Texto base:
————

Falou em circunstâncias agudas. Que papel pode ter a Igreja neste momento de crise?
O papel da Igreja, em todas as circunstâncias, tem de ser consentâneo com a sua missão. É evidente que há um horizonte muito amplo, que é o da intervenção dos cristãos nas organizações da sociedade civil, como um sindicato ou um partido político. Isto é ou não uma presença da Igreja? Imprime a visão cristã das coisas na análise que fazem, mas não é uma intervenção institucional da Igreja. A intervenção da Igreja, enquanto instituição organizada, deve estar muito de acordo com a sua missão e, nestes momentos, como aquele que estamos a viver, temos uma grande consciência disso.

————

Tarefas a realizar:
A. Que exemplos de organizações da sociedade civil são referidos no texto sobre o papel da Igreja?
B. Prossiga o texto sobre o papel da Igreja a partir da última frase apresentada.
A listagem não tem qualquer papel neste trabalho.

————

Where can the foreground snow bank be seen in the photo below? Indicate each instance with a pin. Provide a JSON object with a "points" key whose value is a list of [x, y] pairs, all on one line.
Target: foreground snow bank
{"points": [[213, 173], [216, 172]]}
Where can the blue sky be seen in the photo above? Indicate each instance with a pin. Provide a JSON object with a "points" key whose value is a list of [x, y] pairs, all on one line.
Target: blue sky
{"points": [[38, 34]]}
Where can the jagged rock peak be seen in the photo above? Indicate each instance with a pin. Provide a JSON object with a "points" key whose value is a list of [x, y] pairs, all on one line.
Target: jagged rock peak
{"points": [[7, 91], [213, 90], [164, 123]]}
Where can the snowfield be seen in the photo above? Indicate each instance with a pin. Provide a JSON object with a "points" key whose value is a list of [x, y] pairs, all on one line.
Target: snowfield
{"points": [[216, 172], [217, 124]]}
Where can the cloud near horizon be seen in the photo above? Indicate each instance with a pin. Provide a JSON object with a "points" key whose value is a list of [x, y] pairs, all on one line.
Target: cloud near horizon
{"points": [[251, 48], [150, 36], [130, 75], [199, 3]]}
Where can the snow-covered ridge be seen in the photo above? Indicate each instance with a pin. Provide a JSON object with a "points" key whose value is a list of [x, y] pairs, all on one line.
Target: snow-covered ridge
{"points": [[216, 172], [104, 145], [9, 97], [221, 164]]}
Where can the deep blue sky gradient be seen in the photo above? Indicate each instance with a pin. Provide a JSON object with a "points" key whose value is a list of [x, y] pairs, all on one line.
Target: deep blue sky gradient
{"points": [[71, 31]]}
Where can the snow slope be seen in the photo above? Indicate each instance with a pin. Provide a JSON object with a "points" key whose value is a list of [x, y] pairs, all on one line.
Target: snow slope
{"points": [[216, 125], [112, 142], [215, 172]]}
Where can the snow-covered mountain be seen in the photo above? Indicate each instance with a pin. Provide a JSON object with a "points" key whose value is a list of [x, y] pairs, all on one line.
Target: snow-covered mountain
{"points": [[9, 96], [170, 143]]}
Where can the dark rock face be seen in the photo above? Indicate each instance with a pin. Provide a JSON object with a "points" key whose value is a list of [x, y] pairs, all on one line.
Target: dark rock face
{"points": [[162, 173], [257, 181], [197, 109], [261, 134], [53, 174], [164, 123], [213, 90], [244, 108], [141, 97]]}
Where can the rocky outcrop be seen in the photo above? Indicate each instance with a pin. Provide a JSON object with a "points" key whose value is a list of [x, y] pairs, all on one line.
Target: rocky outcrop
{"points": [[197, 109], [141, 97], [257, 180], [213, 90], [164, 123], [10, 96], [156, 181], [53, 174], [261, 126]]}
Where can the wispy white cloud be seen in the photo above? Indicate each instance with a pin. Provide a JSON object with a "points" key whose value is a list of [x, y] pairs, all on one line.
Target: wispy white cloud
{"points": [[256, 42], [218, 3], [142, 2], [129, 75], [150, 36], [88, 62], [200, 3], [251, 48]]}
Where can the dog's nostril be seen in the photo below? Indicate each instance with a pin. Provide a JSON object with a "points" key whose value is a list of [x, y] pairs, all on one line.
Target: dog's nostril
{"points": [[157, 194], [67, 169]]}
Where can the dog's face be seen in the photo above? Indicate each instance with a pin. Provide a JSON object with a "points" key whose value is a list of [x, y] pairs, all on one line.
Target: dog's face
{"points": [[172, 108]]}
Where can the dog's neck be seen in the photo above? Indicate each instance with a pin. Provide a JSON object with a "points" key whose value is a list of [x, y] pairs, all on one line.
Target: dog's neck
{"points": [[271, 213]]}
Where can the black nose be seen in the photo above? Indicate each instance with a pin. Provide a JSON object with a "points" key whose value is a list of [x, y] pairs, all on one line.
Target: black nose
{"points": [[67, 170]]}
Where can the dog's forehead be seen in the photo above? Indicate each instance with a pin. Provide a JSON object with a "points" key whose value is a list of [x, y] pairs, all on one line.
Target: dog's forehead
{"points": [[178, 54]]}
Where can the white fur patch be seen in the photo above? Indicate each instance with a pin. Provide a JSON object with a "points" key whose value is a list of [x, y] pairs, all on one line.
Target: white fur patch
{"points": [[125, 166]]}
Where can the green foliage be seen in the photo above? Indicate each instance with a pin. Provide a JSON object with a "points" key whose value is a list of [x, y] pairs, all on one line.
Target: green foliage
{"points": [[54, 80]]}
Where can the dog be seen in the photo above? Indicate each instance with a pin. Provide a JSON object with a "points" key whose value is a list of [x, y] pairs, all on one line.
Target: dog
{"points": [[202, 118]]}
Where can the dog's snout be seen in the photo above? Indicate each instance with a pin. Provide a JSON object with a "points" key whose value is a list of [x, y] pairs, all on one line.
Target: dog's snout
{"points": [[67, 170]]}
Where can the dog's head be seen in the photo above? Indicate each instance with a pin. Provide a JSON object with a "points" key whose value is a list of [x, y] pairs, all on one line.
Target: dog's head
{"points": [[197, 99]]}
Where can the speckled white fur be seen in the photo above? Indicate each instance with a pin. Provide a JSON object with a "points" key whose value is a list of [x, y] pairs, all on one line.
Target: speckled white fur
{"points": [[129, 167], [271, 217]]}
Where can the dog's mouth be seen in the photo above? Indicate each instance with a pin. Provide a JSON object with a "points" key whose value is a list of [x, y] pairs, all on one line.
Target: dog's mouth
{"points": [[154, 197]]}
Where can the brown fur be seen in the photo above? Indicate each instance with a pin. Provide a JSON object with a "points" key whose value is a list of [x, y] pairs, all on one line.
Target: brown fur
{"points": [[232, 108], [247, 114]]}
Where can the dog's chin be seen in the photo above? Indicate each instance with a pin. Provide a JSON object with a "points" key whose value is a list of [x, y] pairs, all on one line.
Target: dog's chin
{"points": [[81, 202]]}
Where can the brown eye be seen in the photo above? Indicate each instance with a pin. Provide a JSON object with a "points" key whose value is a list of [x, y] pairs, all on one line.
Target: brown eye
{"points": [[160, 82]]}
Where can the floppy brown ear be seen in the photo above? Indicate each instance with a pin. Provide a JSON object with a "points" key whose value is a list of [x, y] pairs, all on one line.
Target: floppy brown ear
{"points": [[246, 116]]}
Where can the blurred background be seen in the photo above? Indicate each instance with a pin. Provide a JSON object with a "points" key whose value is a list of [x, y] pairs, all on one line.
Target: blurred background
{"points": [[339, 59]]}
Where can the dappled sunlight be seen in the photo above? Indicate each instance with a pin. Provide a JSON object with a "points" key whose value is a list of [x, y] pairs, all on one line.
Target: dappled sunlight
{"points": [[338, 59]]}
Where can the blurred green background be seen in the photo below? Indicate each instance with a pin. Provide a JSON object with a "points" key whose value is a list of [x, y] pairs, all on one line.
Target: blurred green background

————

Respostas por tarefa:
A. Um sindicato ou um partido político.

B.
A nossa missão é a caridade, é o amor fraterno, é o estarmos perto das pessoas. Tenho insistido muito na questão da proximidade e da vizinhança e já lembrei a muitos dos meus irmãos, que gostam de apresentar estatísticas, aquela frase do Evangelho "Que a tua mão direita não saiba o que faz a esquerda": ajudar e criar o ritmo da ajuda fraterna, até alimentar a esperança, mesmo quando não a temos... Por isso é que na presente situação não temos maneira de ajudar em todas as circunstâncias, mas sempre podemos ajudar.
Têm lhe sido relatadas situações muito complicadas no país?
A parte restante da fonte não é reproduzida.